### Aim of the exercise
Read the records below and report each line in which "green" occurs.

### Source data
+++

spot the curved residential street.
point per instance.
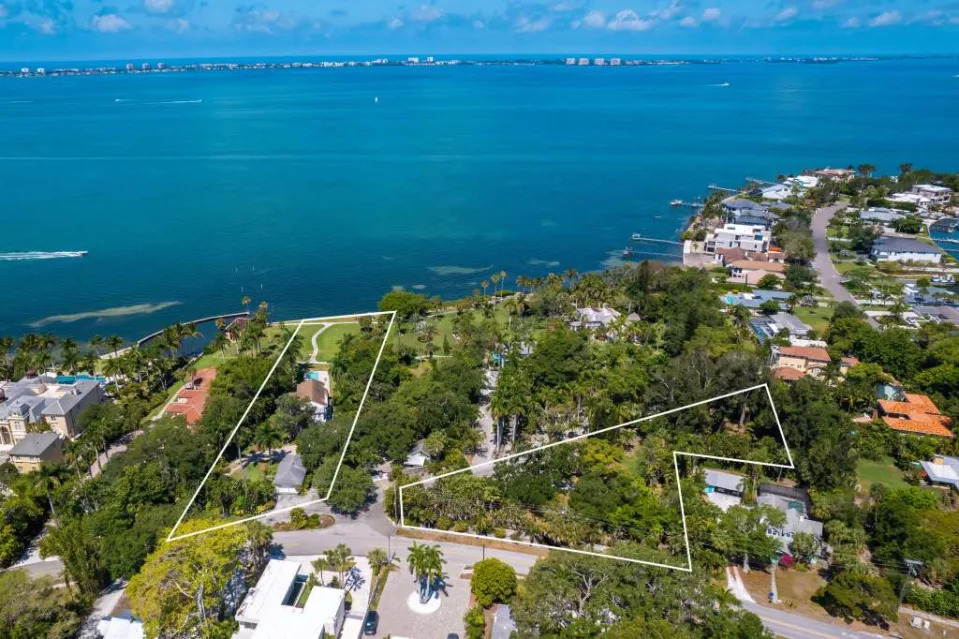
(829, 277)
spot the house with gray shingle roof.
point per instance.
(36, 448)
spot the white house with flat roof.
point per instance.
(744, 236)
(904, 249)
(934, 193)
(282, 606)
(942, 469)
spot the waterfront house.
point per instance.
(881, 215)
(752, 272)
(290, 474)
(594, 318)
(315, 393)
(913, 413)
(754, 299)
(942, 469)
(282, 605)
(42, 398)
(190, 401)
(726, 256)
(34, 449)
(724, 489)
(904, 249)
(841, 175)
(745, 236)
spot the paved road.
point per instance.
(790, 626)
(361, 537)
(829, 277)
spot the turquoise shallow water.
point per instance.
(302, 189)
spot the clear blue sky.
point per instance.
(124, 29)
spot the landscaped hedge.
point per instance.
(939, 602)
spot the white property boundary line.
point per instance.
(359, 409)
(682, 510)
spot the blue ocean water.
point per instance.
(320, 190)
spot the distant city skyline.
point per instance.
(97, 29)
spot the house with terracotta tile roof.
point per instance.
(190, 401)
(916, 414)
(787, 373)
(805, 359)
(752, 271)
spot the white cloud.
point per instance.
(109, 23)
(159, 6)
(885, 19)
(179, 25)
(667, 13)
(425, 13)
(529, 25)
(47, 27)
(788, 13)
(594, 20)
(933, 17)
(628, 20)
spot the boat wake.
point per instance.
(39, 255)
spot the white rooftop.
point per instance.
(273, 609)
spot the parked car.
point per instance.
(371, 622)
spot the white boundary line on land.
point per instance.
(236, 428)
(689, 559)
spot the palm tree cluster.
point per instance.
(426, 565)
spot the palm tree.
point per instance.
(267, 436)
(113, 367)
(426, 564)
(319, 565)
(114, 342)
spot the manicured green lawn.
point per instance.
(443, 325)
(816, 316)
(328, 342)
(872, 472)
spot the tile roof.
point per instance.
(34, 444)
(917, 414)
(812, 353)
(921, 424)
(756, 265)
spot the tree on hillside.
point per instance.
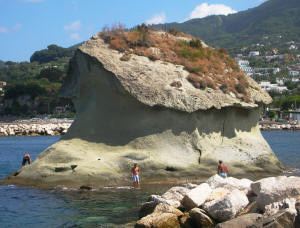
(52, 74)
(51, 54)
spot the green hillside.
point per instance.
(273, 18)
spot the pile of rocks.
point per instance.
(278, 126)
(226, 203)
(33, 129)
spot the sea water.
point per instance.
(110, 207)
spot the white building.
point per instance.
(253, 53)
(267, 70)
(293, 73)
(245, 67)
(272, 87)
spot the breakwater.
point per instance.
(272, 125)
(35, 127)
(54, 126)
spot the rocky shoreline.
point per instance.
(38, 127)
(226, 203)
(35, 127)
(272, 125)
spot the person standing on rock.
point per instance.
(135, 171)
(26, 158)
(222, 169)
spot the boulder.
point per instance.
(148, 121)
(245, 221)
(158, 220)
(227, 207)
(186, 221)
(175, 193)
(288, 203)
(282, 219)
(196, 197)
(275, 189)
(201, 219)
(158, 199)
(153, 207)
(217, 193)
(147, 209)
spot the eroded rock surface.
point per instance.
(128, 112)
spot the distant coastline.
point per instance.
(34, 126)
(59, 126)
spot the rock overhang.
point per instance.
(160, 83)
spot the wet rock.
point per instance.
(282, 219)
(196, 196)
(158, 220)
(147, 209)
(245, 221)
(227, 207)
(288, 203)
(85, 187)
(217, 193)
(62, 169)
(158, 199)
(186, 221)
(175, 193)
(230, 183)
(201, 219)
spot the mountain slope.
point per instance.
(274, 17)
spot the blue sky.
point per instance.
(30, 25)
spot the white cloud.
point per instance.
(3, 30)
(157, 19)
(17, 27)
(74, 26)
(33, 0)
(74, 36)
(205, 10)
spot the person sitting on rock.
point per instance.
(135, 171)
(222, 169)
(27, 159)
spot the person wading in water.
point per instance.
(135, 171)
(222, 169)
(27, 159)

+++

### Result below
spot the manicured green lawn.
spot the green hillside.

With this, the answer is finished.